Challenge =>
In the data below, replace every occurrence of "instance" with "occurrence" and leave everything else unchanged.

Dataset entries =>
— Start —

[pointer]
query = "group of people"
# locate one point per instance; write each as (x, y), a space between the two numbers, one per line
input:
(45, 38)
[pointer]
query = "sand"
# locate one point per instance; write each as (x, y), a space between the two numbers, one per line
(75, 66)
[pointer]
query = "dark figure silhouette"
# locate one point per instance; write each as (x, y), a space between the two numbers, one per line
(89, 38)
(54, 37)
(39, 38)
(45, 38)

— End —

Reply to the exercise =>
[pointer]
query = "group of people"
# locate one point per occurrence; write each as (x, y), a space between the two numbers, one per line
input:
(45, 38)
[pointer]
query = "sand"
# locate one point per occurrence; write each as (x, y), a space between the two numbers, one per line
(75, 66)
[pointer]
query = "dark figure silhouette"
# locate one point per occurrence; write each as (x, y), a space between the two numbers, one per line
(89, 38)
(54, 37)
(39, 38)
(45, 38)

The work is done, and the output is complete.